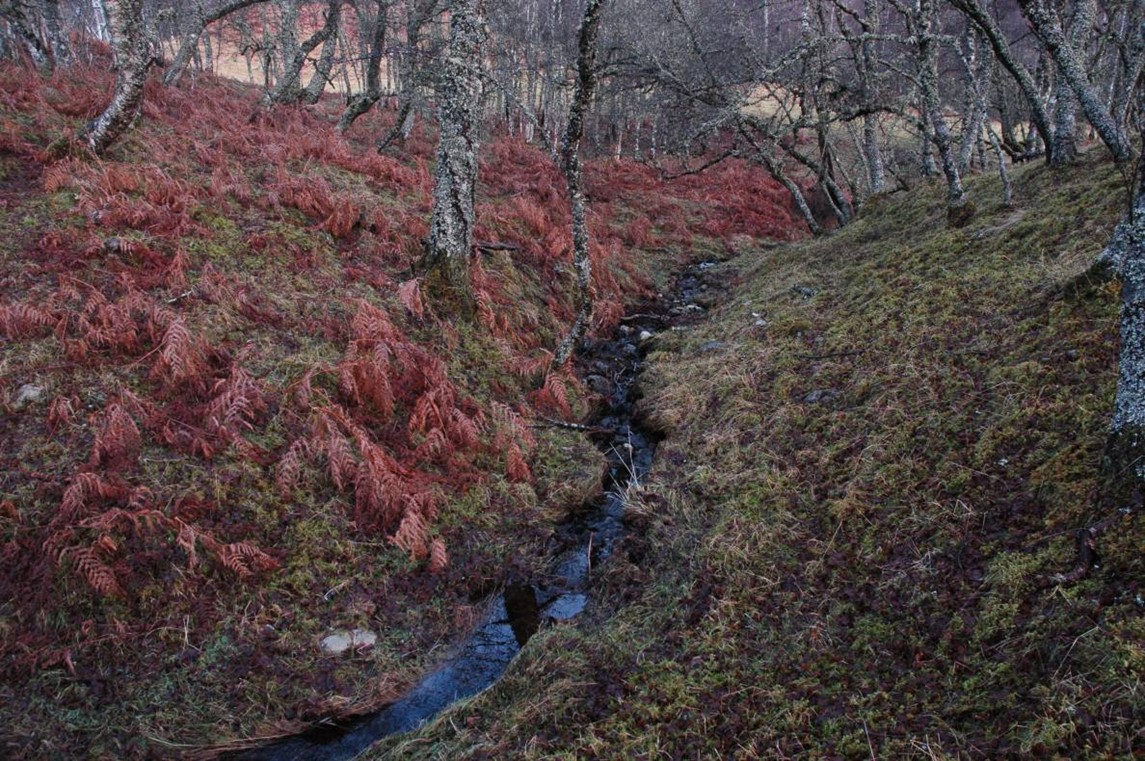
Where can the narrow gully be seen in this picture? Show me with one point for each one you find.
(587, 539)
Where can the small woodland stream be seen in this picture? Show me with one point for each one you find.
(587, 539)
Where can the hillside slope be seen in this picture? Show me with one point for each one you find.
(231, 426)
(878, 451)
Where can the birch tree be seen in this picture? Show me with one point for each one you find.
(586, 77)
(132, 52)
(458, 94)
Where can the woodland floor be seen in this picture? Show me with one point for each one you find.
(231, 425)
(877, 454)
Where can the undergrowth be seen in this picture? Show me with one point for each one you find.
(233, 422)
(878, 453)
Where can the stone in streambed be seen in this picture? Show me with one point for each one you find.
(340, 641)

________

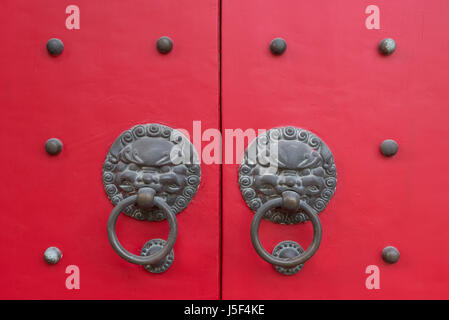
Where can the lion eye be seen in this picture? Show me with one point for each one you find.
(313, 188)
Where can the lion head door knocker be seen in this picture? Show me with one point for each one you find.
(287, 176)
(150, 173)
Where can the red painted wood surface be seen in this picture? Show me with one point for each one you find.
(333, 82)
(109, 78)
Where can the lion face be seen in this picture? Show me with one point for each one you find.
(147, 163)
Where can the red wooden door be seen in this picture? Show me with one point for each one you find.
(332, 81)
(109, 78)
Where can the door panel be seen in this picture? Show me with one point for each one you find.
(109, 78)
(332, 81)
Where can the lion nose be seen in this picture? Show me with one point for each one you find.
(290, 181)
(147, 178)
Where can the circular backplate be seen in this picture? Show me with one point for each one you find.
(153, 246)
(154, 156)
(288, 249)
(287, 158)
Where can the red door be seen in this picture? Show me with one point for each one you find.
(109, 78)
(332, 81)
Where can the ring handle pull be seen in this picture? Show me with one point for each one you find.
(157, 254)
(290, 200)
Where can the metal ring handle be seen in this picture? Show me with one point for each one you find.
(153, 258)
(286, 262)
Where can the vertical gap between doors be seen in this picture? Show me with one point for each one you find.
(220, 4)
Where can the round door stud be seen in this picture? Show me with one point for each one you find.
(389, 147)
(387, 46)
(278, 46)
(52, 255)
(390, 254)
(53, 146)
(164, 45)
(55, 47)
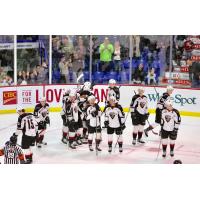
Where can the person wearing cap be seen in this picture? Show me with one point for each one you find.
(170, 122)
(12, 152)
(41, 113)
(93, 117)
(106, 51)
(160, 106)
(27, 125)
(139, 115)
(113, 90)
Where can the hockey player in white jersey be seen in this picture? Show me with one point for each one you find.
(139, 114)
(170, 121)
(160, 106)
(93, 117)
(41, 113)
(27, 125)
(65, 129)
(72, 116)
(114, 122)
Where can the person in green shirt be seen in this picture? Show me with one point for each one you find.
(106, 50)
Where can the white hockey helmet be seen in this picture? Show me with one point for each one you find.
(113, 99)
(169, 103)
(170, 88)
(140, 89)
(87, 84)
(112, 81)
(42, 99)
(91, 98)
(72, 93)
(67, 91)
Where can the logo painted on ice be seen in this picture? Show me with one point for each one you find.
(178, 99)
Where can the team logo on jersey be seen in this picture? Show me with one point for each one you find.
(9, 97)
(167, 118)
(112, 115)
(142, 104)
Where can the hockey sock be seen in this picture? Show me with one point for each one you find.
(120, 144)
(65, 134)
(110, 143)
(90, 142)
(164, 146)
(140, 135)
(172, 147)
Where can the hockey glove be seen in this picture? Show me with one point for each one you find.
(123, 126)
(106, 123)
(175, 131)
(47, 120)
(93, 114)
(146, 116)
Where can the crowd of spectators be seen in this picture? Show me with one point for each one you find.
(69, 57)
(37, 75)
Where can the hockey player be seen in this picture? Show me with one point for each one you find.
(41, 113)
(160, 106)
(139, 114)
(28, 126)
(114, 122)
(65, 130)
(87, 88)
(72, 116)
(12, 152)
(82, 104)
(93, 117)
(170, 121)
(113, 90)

________

# Stated exercise:
Identify every line of the records that contains the string "woodland" and copy each such line in full. Case counts.

# Finished exercise:
Where can the small woodland stream be seen in this picture? Show me with one point for each one you find.
Where can the woodland floor be seen in this picture? Show me with one point for each one you find.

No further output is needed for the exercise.